→ TO DO: Please go through the records below and return every line holding the word "grass".

→ MATERIALS PROVIDED:

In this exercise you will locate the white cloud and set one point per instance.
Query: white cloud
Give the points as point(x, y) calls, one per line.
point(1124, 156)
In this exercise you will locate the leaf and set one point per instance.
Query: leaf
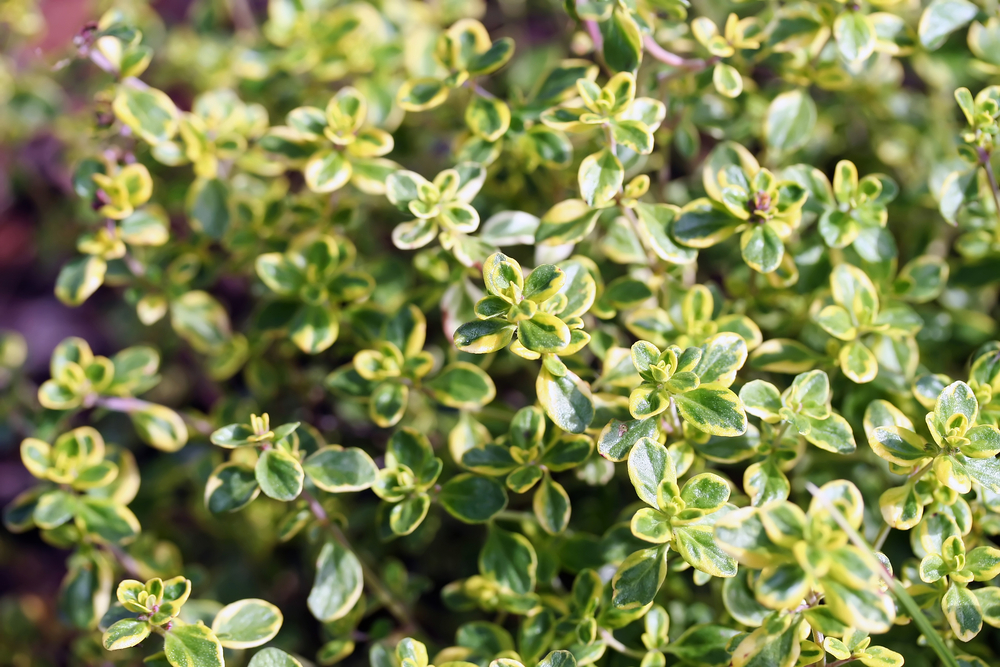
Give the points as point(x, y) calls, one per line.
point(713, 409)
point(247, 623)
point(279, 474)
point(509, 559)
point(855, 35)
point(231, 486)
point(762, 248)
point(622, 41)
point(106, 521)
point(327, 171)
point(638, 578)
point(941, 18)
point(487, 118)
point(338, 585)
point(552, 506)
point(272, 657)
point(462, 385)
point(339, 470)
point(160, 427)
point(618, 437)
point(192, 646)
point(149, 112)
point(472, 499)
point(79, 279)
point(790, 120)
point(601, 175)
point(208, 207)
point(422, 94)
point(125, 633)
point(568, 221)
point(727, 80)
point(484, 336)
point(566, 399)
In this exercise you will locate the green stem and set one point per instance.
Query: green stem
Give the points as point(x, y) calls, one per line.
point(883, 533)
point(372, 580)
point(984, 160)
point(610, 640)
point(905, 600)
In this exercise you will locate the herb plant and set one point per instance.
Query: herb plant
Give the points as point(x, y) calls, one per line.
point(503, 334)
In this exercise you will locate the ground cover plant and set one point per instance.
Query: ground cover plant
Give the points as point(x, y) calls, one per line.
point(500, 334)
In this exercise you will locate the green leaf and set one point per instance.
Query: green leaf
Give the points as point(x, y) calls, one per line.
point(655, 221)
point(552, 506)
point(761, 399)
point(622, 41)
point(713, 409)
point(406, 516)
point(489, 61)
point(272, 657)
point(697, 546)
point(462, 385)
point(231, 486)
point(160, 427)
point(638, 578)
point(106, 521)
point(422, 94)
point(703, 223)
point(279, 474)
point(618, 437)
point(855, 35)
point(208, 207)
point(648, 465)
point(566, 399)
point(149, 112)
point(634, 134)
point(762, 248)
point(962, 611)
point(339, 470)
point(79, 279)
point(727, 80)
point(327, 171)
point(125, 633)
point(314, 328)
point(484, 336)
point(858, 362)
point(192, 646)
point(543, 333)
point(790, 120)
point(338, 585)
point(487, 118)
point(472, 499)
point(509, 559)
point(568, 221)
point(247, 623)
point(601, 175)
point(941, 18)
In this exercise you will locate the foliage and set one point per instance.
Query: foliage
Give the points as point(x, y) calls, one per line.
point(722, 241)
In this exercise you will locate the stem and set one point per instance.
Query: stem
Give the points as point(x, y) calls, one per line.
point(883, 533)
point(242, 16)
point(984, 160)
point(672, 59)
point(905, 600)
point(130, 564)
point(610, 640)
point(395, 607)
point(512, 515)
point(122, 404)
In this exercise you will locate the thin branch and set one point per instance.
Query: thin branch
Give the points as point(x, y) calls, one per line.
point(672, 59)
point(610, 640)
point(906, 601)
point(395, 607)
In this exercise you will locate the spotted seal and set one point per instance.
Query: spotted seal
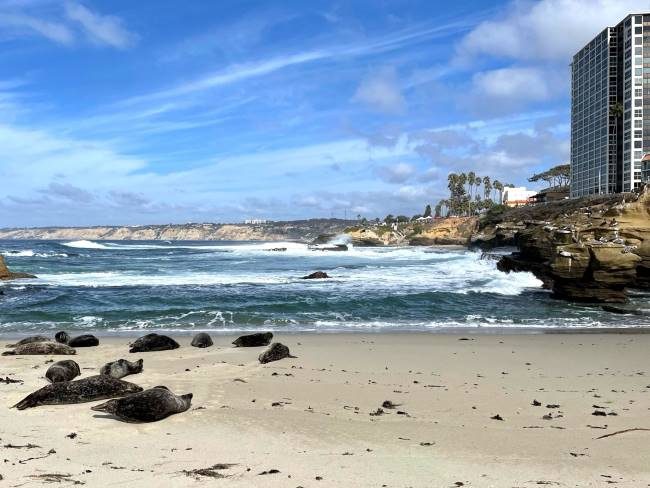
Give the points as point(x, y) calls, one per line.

--

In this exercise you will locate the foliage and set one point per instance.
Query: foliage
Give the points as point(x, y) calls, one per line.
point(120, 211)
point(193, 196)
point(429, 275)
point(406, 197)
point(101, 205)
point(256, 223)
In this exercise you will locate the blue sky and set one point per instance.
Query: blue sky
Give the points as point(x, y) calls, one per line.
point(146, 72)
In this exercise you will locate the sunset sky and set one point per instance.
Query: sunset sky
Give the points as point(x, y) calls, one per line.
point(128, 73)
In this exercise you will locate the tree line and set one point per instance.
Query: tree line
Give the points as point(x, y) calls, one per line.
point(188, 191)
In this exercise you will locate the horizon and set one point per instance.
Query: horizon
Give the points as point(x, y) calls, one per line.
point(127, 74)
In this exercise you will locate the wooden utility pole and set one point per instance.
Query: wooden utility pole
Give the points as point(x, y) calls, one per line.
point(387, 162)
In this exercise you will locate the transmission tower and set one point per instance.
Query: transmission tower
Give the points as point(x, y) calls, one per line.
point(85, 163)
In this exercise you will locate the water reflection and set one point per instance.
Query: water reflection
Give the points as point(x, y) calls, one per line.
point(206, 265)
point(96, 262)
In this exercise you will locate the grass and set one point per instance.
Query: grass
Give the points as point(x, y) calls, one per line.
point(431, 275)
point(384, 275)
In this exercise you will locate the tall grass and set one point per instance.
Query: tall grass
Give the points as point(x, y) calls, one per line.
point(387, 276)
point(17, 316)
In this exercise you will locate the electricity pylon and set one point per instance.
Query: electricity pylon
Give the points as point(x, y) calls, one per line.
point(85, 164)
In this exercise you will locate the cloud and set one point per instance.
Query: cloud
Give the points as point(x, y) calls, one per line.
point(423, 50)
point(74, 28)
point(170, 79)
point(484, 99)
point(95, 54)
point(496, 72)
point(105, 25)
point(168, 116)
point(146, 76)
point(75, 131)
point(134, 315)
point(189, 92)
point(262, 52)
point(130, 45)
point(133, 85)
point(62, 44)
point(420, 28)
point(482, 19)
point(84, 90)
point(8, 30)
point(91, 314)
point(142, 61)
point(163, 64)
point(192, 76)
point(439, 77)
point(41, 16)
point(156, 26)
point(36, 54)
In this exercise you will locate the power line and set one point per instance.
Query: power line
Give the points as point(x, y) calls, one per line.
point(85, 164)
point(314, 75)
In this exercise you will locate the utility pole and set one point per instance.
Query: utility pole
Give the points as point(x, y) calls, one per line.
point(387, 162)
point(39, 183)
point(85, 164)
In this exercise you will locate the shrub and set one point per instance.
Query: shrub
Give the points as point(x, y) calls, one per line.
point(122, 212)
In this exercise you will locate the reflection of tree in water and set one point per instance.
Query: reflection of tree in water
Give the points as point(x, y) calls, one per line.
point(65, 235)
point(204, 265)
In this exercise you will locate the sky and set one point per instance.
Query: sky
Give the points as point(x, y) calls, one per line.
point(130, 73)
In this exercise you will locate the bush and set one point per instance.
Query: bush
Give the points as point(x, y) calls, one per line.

→ EXPECTED OUTPUT:
In this exercise you will locate the grass and set one point per instance.
Query: grass
In this exercise you will locate the tall grass and set one point per instance.
Query: tall grass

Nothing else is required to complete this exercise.